Assignment :: Would you please set down, word for word, the lines from the one with "Keypoint placement: for each instance of the potted" through the final line of the data below, omitting any pictures?

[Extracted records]
____
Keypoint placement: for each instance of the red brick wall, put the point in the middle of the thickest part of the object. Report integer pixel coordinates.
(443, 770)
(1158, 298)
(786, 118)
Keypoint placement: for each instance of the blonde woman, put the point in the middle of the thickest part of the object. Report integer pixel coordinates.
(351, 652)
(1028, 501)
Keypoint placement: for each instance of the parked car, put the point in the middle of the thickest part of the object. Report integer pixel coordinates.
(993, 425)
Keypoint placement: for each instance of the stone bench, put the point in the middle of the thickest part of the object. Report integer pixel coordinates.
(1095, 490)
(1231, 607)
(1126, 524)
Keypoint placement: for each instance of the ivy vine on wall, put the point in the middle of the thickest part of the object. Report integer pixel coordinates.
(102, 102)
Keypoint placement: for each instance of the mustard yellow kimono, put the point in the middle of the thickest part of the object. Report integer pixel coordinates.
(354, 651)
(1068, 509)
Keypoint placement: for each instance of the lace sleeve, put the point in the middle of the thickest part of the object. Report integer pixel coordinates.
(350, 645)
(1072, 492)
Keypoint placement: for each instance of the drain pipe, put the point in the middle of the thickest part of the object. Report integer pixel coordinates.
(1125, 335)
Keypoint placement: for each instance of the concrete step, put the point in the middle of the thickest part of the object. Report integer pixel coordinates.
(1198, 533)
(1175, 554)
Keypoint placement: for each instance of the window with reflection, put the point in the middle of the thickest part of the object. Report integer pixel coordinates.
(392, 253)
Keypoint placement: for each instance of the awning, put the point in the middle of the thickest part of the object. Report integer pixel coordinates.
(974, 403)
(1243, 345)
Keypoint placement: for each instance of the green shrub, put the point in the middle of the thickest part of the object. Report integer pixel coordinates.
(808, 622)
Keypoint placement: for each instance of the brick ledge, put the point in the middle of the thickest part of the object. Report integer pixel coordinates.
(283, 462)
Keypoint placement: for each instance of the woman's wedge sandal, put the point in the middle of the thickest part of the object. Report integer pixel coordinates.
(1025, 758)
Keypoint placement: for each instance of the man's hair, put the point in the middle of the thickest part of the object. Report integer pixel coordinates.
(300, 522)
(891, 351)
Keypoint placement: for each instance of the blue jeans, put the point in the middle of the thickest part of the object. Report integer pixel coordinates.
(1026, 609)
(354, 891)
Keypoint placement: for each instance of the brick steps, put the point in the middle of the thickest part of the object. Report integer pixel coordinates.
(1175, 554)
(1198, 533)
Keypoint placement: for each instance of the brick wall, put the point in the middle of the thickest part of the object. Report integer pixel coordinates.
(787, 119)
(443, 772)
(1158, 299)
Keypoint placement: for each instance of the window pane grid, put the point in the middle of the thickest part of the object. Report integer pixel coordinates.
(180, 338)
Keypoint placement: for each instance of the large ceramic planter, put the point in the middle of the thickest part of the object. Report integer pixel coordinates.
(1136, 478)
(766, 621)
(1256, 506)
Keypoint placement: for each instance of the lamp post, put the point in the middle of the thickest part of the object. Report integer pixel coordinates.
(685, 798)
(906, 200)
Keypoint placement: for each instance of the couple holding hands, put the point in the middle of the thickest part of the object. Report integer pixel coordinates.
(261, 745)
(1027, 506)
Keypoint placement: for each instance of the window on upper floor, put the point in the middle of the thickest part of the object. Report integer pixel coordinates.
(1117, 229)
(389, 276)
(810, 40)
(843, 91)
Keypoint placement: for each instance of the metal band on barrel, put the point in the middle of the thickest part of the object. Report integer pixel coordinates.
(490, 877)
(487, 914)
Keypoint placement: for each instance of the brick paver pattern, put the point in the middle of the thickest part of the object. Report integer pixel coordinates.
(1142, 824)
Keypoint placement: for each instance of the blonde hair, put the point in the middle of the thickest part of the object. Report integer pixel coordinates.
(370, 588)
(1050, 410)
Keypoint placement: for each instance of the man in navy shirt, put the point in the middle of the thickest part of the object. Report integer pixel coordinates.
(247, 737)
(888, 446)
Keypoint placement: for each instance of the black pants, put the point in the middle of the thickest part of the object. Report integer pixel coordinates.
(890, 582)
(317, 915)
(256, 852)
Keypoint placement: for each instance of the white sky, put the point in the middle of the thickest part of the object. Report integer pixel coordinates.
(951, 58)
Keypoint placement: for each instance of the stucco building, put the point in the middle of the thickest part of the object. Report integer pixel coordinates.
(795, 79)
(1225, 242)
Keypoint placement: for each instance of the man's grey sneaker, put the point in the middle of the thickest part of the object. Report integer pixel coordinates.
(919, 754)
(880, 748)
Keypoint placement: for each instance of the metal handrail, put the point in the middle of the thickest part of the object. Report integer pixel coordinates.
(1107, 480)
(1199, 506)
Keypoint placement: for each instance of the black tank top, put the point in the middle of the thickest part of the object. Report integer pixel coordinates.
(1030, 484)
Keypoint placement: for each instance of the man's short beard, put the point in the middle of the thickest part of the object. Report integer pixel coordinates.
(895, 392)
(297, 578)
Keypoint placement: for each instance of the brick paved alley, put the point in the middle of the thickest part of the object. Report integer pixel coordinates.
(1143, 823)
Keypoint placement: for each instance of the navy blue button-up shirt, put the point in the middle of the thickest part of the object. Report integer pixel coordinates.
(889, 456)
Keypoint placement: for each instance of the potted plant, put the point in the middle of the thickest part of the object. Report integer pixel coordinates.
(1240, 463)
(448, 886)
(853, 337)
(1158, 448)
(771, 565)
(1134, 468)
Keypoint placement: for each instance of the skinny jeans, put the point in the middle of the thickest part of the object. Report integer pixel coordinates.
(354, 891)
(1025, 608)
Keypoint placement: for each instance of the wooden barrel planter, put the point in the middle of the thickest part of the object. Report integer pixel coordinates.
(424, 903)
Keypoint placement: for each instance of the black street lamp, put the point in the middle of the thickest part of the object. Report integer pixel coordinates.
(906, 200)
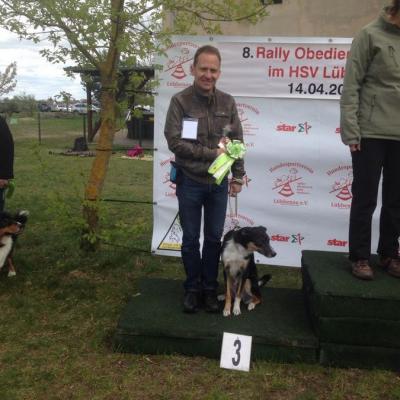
____
Worked solution ::
Keypoint placement: for each instance of the potted plant, put the point in the middle of the thickest part of the object. Report integer pixel coordinates.
(1240, 463)
(448, 886)
(853, 337)
(1158, 448)
(771, 565)
(1134, 468)
Keypoint placement: for each instance of the skinny jeans, put the point in the middle of the thickest part of the object. Report integer pixel coordinates.
(354, 891)
(1025, 608)
Keypoint placement: for each instance of the wooden barrel planter, put the point in the middle of the thickest part of the object. Report integer pixel coordinates.
(424, 903)
Keypoint placement: for each instance of the black street lamp, put the point in the middle of the thickest part of the object. Report integer pixel coordinates.
(906, 200)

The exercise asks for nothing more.